▶ _EXERCISE DIRECTIONS_: Copy the data below line for line, without changing anything.

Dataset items
☆ ☆ ☆ ☆

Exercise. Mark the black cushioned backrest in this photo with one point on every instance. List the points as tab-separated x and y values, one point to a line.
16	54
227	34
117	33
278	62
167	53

☆ ☆ ☆ ☆

▶ _SOLUTION FOR THIS TASK_:
Exercise. Mark the black cushioned backrest in this photo with one point on every instance. List the points as tab-separated x and y values, one point to a line.
16	54
227	34
117	33
278	62
167	53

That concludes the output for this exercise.